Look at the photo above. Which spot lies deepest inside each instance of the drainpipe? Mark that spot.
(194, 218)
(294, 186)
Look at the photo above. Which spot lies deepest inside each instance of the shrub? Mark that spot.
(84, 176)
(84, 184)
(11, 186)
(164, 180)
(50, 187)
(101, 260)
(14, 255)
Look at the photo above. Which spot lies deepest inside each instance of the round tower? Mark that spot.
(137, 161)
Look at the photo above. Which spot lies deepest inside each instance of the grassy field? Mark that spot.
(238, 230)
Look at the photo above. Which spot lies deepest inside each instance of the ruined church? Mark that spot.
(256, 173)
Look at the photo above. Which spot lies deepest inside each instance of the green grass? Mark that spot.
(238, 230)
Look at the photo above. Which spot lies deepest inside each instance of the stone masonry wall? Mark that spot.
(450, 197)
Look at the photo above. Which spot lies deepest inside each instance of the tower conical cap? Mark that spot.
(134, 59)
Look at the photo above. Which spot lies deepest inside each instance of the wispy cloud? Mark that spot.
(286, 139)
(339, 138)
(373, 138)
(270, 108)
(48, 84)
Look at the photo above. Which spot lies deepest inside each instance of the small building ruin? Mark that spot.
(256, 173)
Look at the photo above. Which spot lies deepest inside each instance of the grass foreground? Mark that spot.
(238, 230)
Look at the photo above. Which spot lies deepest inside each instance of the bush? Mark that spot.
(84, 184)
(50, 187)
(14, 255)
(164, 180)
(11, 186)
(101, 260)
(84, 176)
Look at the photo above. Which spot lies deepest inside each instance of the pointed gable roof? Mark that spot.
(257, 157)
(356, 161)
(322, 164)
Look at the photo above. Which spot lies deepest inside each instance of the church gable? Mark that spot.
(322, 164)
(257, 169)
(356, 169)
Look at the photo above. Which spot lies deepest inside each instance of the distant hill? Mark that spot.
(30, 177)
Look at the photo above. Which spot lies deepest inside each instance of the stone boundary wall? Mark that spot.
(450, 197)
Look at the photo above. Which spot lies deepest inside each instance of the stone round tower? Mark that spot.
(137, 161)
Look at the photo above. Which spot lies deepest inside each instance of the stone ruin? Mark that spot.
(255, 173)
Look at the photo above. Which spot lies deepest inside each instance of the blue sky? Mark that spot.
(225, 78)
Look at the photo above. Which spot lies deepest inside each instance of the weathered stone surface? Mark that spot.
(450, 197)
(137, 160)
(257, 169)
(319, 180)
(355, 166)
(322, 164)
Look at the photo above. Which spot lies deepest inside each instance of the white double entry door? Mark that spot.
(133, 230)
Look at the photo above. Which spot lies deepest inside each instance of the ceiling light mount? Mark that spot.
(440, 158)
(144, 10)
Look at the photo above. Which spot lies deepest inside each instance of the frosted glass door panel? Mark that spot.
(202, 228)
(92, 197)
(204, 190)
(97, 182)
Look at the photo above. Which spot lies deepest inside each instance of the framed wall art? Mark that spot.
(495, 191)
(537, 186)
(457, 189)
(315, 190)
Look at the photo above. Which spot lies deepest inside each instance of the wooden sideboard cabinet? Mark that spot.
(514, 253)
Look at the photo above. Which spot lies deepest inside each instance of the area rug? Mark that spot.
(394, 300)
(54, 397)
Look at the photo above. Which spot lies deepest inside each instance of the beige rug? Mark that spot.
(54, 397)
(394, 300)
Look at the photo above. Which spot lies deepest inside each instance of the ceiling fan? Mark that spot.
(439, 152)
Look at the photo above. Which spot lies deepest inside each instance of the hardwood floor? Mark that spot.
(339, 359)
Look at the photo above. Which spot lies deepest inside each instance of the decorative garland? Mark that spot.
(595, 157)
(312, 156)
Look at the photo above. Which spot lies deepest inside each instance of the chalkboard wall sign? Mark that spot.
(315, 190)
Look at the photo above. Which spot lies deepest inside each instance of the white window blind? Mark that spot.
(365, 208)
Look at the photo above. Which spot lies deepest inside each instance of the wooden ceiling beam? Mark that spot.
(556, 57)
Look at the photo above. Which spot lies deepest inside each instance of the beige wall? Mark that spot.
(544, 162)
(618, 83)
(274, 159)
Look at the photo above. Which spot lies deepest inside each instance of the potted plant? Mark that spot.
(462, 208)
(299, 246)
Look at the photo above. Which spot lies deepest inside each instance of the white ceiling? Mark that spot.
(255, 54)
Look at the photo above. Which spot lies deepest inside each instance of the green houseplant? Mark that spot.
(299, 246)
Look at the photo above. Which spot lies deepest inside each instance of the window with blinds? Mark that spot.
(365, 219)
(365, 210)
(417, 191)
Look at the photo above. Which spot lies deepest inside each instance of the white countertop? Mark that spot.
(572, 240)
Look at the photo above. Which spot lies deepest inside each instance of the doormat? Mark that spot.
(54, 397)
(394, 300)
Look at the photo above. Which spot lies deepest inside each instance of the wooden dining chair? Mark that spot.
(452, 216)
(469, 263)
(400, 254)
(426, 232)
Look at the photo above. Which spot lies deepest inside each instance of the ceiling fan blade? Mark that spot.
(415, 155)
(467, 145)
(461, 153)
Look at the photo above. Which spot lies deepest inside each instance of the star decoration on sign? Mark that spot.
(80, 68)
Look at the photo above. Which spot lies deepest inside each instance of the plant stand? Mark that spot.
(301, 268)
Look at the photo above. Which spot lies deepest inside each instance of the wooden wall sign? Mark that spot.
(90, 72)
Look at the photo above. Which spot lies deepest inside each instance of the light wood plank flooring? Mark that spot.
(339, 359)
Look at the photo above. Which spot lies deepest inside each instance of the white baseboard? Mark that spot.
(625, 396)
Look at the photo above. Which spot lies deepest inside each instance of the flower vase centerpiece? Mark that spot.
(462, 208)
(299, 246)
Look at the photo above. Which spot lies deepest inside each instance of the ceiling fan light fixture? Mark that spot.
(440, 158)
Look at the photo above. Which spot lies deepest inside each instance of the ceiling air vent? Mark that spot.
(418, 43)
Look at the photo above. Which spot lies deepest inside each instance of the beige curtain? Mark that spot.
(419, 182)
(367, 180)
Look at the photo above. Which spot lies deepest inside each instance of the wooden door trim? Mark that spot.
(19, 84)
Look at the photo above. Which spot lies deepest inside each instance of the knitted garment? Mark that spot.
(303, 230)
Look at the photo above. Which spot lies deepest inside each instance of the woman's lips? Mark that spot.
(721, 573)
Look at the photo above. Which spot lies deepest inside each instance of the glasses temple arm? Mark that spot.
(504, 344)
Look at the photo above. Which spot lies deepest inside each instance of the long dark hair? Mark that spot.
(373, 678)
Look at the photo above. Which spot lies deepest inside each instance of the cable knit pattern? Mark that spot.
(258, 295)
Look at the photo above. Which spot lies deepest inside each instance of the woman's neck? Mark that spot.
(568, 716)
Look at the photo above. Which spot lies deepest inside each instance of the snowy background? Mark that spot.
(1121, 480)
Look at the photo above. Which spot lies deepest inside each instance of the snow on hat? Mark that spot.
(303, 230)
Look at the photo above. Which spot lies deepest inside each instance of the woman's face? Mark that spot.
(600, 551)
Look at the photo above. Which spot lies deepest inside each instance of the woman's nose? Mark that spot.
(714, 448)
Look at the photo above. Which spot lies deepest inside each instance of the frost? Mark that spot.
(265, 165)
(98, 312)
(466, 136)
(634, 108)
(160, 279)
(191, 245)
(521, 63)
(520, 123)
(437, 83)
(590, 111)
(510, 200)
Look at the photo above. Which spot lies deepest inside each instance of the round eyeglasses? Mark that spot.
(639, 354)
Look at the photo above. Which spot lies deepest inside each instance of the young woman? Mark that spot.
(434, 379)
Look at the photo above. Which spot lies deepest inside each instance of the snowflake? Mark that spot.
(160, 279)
______________________________
Print the whole listing exactly as it is.

- SOLUTION FOR THIS EXERCISE
Look at the photo above. Which spot lies deepest inside each instance of the drainpipe? Mark that spot.
(194, 218)
(294, 186)
Look at the photo above. Which spot lies deepest inside each instance of the shrub? Mark that spot.
(84, 176)
(84, 184)
(11, 186)
(164, 180)
(50, 187)
(101, 260)
(14, 255)
Look at the photo above. Which spot lies deepest inside each instance of the round tower? Mark that spot.
(137, 161)
Look at the photo above. Which spot lies deepest inside each instance of the grassy field? Mark that spot.
(238, 230)
Look at the photo above. Which spot lies deepest inside each instance of the ruined church? Mark that spot.
(256, 173)
Look at the photo above. Which spot lies deepest inside each instance of the green grass? Mark that spot.
(238, 230)
Look at the photo above. Which spot lies deepest inside each instance of the stone masonry wall? Mark that spot.
(450, 197)
Look at the photo above. Which spot lies deepest inside each instance of the tower conical cap? Mark that spot.
(134, 59)
Look at the photo above. Which spot lies deepest inside each instance of the wispy cloud? Mark that spot.
(286, 139)
(339, 138)
(373, 138)
(270, 108)
(48, 84)
Look at the photo above. Which spot lies deepest inside each instance of the small building ruin? Mark that spot.
(256, 173)
Look at the photo above. Which spot lies deepest inside each instance of the grass foreground? Mark that spot.
(238, 230)
Look at the photo above. Which spot lies deepest inside each instance of the bush? Mark that spot.
(84, 184)
(50, 187)
(14, 255)
(164, 180)
(11, 186)
(101, 260)
(84, 176)
Look at the photo above. Which spot lies deepest inside each instance of the pointed gable roof? Mark that spot.
(257, 157)
(356, 161)
(322, 164)
Look at the photo above. Which spot lies deepest inside each instance of the church gable? Mark that spot.
(322, 164)
(257, 169)
(356, 169)
Look at the photo above. Which spot lies deepest inside each instance of the distant hill? Mark that spot.
(30, 177)
Look at the photo above. Which spot lies deepest inside each instance of the stone boundary wall? Mark that spot.
(450, 197)
Look at the photo above. Which spot lies deepest inside each instance of the stone round tower? Mark that spot.
(137, 161)
Look at the photo above. Which spot lies deepest inside each instance of the stone ruin? Mark that spot.
(255, 173)
Look at the photo above. Which spot lies deepest inside each instance of the blue sky? Mark that spot.
(225, 78)
Look at the photo above. Which spot lies deepest inside each instance of the weathered stone surface? Mark that spot.
(450, 197)
(137, 160)
(257, 169)
(319, 180)
(355, 166)
(322, 164)
Look at the photo above. Which spot lies deepest inside each instance of the white double entry door? Mark that spot.
(133, 230)
Look at the photo above. Which spot lies deepest inside each instance of the ceiling light mount? Mark that spot.
(440, 158)
(144, 10)
Look at the photo above. Which spot lies deepest inside each instance of the frosted glass door panel? Mark that spot.
(202, 228)
(92, 197)
(204, 190)
(97, 182)
Look at the photo above. Which spot lies deepest inside each instance of the framed wall art? Mark that spot.
(495, 191)
(537, 186)
(457, 189)
(315, 190)
Look at the photo above. Which spot lies deepest inside each instance of the wooden sideboard cabinet? Mark that spot.
(514, 253)
Look at the photo above. Which spot lies deepest inside each instance of the area rug? Mark that spot.
(394, 300)
(54, 397)
Look at the photo above. Which spot lies deepest inside each instance of the beige rug? Mark that spot.
(54, 397)
(394, 300)
Look at the photo above. Which spot lies deepest inside each instance of the ceiling fan? Mark that spot.
(439, 152)
Look at the photo above. Which spot lies deepest inside each instance of the hardwood floor? Mark that spot.
(339, 359)
Look at the photo above. Which spot lies deepest inside each instance of the decorative garland? Mark that spot.
(595, 157)
(312, 156)
Look at the photo above. Which spot lies deepest inside each instance of the chalkboard wall sign? Mark that spot.
(315, 190)
Look at the photo above. Which spot lies deepest inside each instance of the white window blind? Mark that spot.
(365, 208)
Look at the photo above. Which spot lies deepest inside each instance of the wooden ceiling beam? Mark that spot.
(556, 57)
Look at the photo above. Which spot lies deepest inside each instance of the beige wall? Mark that spot.
(544, 162)
(618, 83)
(274, 159)
Look at the photo above. Which spot lies deepest inside each instance of the potted plant? Mark that spot.
(462, 208)
(299, 246)
Look at the photo above. Which spot lies deepest inside each instance of the white ceiling? Mark that spot.
(255, 54)
Look at the photo above. Which spot lies deepest inside each instance of the green houseplant? Mark that spot.
(299, 246)
Look at the photo above. Which spot lies deepest inside each instance of the window with blinds? Mark that spot.
(365, 219)
(365, 210)
(417, 191)
Look at the photo above. Which spot lies deepest inside each instance of the white countertop? Mark that spot.
(572, 240)
Look at the photo above. Which spot lies deepest inside each instance of the doormat? Mark that spot.
(54, 397)
(394, 300)
Look at the photo above. Which spot lies deepest inside each instance of the wooden dining chair? Mark that spot.
(452, 216)
(469, 263)
(400, 254)
(426, 232)
Look at the photo above. Which spot lies deepest inside each instance of the ceiling fan blade? Mark that spot.
(415, 155)
(467, 145)
(461, 153)
Look at the photo above. Which spot lies deepest inside each instance of the star decoration on sign? Mark that spot.
(80, 68)
Look at the photo above. Which spot lies deepest inside each instance of the plant stand? Mark that spot.
(301, 268)
Look at the photo above. Which spot lies deepest inside each instance of the wooden wall sign? Mark that spot.
(90, 72)
Look at the photo above. Which spot lies deepest inside each instance of the light wood plank flooring? Mark that spot.
(339, 359)
Look at the photo above. Which spot lies deepest inside each instance of the white baseboard? Mark that spot.
(625, 396)
Look at the photo above. Which spot lies deepest inside each instance of the flower vase centerpiece? Mark that spot.
(462, 208)
(299, 246)
Look at the photo above. Which spot lies deepest inside each instance of the ceiling fan light fixture? Mark that spot.
(440, 158)
Look at the photo above. Which spot lies deepest inside each instance of the ceiling air vent? Mark that spot.
(418, 43)
Look at the photo above. Which spot lies deepest inside each instance of the beige curtain? Mark that spot.
(419, 182)
(367, 180)
Look at the photo above. Which spot lies deepest inside each instance of the wooden door trim? Mark that spot.
(19, 84)
Look at the photo above. Which spot lies deepest inside each instance of the knitted garment? Mark that spot.
(303, 230)
Look at the photo above. Which spot lies deepest inside each instance of the woman's lips? Mark that spot.
(721, 573)
Look at the photo above. Which spot lies deepest inside each instance of the glasses temple arm? Mark that spot.
(504, 344)
Look at the photo above. Which spot lies deepest inside each instance of the long dark hair? Mark that spot.
(373, 678)
Look at the photo above. Which spot lies deepest inside each instance of the cable knit pattern? Mark that spot.
(258, 295)
Look at the photo above. Which spot lies deepest inside each instance of the woman's neck? Mark that spot.
(568, 716)
Look at the photo above. Which spot lies deepest inside each instance of the snowy background? Mark that spot.
(1121, 480)
Look at the photo above. Which spot lies deepest inside each instance of the snow on hat? Mark that spot.
(303, 230)
Look at the photo above. Which spot lies deepest inside each instance of the woman's face? Mark that spot.
(600, 551)
Look at the photo above. Which spot lies deepest inside each instance of the woman's nose? Mark that spot.
(714, 448)
Look at the photo above. Which spot lies deepest inside each instance of the frost? Mark that spot.
(265, 165)
(98, 312)
(466, 136)
(634, 108)
(160, 279)
(191, 245)
(521, 63)
(520, 123)
(437, 83)
(590, 111)
(510, 200)
Look at the photo above. Which spot lies deepest inside each instance of the round eyeglasses? Mark that spot.
(639, 354)
Look at the photo above. Which spot lies deepest inside each instance of the young woman? Mark that spot.
(434, 379)
Look at the photo above. Which spot lies deepest inside each instance of the snowflake? Mark that spot.
(160, 279)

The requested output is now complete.